> **Requirement**
Rewrite the entries starting at the first line and ending at the line that contains "(1120, 665)", with the requests included and every point coordinate in the answers scaled by 0.65 and rounded to whole numbers, halves up. Leave the pictures out of your answer.

> **Materials provided**
--

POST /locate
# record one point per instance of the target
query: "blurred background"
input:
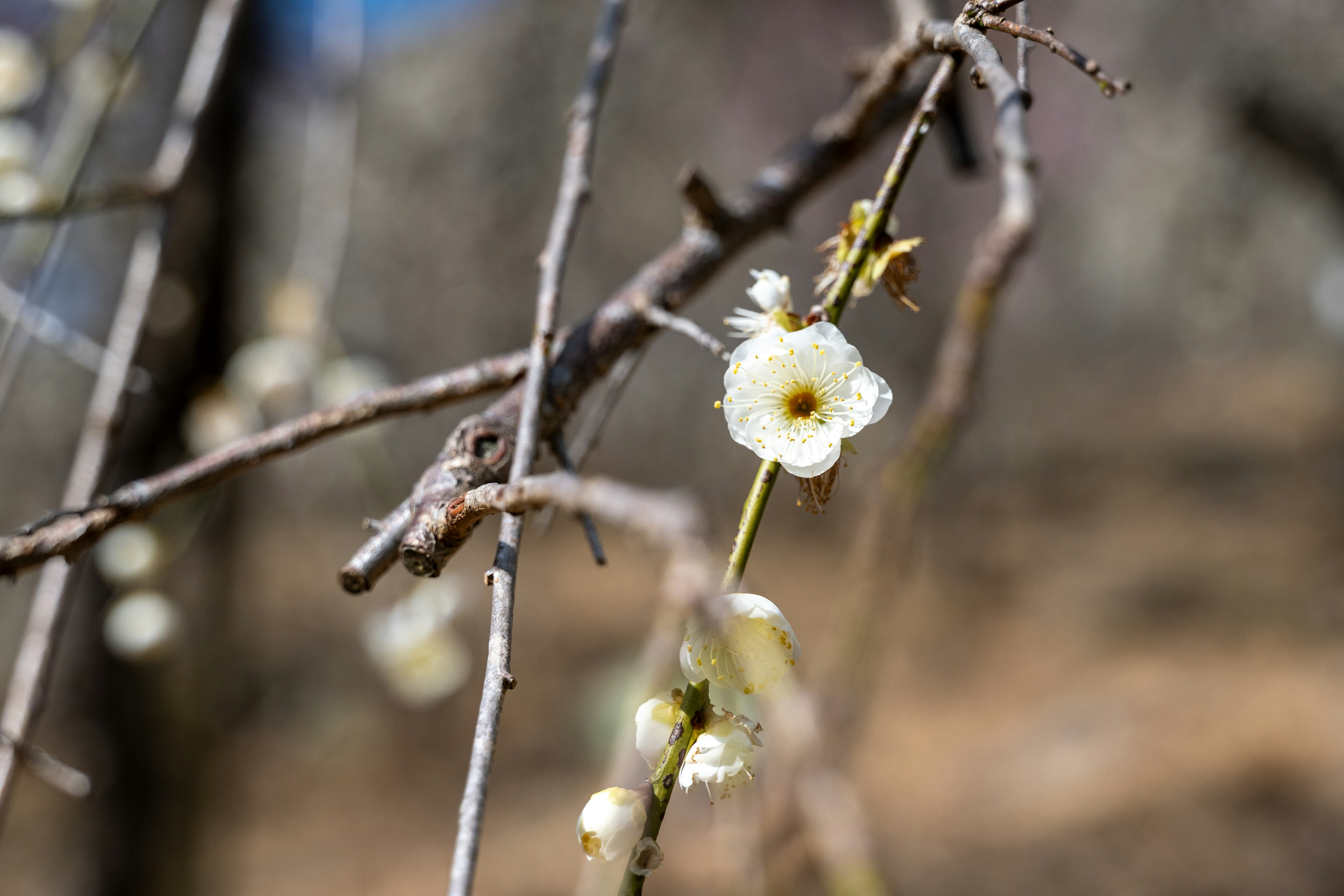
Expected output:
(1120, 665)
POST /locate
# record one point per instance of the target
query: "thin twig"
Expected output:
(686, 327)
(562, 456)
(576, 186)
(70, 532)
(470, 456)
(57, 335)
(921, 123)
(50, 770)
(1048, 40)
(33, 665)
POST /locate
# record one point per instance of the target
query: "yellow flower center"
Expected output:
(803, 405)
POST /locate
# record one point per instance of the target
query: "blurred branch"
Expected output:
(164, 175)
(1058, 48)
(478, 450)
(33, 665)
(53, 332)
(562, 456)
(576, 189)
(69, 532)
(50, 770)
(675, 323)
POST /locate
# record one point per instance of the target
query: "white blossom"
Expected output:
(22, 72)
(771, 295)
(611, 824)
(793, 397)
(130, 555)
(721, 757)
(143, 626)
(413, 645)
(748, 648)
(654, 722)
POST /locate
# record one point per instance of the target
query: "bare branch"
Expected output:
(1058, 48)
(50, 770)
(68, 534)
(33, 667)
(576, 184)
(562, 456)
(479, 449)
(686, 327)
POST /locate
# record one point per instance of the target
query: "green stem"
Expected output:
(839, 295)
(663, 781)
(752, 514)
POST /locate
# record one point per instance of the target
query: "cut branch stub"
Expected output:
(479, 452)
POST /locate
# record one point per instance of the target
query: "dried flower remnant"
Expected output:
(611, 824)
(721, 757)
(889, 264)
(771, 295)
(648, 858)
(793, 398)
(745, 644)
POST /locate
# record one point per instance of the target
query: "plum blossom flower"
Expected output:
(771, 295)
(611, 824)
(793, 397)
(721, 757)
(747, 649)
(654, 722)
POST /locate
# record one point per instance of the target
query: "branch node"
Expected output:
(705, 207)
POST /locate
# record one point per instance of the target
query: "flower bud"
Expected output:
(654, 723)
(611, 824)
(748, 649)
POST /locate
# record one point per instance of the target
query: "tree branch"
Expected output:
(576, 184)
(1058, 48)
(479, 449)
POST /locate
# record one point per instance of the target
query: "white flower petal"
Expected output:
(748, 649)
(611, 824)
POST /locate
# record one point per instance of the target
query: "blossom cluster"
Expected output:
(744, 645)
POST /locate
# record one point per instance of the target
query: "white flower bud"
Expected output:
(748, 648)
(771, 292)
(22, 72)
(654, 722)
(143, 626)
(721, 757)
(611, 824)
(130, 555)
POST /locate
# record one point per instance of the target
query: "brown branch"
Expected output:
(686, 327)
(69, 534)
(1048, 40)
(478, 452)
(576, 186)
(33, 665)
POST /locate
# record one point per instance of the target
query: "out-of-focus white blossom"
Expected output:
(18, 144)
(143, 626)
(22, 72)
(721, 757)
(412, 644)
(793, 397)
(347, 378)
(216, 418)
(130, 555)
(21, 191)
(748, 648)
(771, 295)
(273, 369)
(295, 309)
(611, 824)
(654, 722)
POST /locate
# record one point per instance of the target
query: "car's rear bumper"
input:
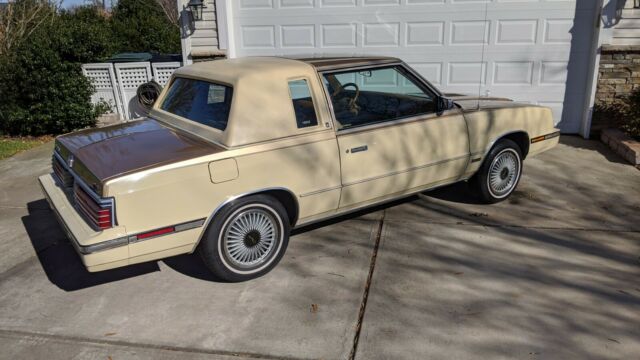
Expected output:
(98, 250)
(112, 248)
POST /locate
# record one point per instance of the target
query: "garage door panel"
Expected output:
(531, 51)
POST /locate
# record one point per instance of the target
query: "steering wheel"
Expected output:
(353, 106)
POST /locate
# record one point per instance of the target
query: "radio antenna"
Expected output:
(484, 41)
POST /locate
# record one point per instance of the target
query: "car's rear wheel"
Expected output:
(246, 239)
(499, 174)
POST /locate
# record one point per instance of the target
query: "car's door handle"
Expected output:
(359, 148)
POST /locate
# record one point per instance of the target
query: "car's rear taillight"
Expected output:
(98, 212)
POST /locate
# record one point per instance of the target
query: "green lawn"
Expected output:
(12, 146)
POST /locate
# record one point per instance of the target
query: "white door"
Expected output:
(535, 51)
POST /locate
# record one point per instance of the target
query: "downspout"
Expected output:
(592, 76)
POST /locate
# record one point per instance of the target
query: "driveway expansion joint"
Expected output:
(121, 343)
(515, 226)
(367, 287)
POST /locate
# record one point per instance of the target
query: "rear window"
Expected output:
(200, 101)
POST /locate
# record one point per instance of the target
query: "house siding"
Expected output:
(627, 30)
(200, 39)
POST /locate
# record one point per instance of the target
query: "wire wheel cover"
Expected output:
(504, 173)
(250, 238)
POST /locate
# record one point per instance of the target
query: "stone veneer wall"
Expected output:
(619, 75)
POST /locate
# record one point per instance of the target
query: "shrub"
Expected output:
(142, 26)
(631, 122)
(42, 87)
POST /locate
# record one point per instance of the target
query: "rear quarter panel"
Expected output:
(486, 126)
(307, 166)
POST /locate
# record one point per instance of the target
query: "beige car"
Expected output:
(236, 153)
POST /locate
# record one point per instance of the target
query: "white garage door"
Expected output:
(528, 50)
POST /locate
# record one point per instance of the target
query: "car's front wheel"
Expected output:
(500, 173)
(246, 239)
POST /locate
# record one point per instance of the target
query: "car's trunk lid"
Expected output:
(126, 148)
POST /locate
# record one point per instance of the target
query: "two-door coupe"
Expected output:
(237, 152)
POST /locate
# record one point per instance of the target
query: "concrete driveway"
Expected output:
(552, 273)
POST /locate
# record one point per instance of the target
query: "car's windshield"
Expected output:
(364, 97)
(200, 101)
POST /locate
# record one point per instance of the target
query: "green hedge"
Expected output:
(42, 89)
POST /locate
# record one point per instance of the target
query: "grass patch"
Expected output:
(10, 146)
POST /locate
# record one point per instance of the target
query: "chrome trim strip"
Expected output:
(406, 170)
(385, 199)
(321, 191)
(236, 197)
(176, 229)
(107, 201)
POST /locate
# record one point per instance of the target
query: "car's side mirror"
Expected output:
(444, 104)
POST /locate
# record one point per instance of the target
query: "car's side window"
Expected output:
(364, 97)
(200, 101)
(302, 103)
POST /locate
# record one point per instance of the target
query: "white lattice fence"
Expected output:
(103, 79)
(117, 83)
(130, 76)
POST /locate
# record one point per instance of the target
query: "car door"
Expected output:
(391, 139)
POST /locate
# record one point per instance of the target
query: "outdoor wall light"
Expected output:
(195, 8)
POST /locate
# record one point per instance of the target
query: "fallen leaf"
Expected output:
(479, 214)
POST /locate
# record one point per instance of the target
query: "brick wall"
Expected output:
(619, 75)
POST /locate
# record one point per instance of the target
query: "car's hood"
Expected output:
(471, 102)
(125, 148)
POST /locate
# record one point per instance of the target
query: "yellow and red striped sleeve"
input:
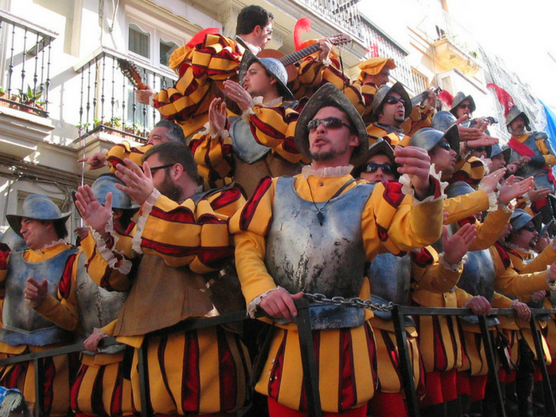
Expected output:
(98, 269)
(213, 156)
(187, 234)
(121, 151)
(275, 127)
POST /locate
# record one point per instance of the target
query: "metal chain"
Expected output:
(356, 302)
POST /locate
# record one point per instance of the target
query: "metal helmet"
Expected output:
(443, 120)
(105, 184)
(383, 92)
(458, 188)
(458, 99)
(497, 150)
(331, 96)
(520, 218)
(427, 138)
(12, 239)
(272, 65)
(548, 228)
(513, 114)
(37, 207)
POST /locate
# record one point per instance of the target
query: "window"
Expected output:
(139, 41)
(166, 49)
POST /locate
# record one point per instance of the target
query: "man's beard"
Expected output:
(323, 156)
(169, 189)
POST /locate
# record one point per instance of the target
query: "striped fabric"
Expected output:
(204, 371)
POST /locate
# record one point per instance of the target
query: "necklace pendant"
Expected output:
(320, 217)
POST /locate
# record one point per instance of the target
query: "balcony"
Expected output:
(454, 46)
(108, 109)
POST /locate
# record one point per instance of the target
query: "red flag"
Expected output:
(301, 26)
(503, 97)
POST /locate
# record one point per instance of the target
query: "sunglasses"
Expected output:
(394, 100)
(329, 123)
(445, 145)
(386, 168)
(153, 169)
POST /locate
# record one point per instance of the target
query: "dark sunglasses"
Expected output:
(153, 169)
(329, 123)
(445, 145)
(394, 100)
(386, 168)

--

> **Answer below**
POST /locate
# record one point per instance of the target
query: "blurred background"
input:
Expected output:
(728, 432)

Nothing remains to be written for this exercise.